Given data START

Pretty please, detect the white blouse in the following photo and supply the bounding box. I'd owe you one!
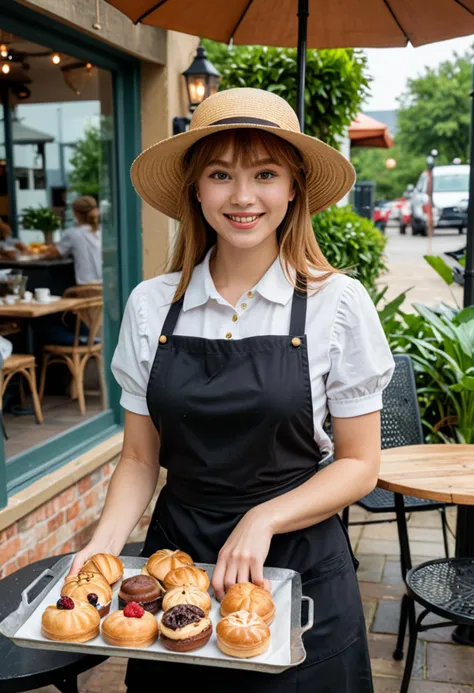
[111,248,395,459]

Given data END
Given data START

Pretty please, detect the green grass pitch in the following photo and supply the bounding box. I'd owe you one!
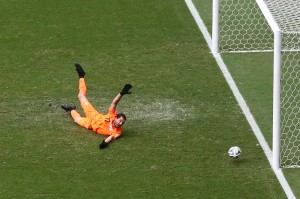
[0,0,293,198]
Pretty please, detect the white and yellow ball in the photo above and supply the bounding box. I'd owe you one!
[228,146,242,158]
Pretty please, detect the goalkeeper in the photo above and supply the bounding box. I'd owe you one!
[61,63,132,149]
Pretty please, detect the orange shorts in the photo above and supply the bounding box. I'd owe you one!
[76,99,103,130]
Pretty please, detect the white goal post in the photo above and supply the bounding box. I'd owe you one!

Given data END
Given data START

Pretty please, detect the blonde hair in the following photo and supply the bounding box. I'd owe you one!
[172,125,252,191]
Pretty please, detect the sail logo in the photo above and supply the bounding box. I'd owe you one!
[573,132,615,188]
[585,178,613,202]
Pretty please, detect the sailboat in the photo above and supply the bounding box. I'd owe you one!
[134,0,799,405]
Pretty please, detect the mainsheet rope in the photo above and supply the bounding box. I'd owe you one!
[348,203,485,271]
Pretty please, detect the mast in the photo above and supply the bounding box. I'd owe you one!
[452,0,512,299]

Given data END

_Assigned task_.
In the listing above, the lines from the one containing "Pretty please, detect the orange" through the one containing "Pretty please, detect the white goal" must be set down exactly, with no other lines.

_Result of this exercise_.
Pretty please, detect the orange shorts in the photo above and supply the bounding box. I'd owe you one!
[76,99,103,130]
Pretty please, detect the white goal post in the photo above and supply the bounding box. I'd owe you one!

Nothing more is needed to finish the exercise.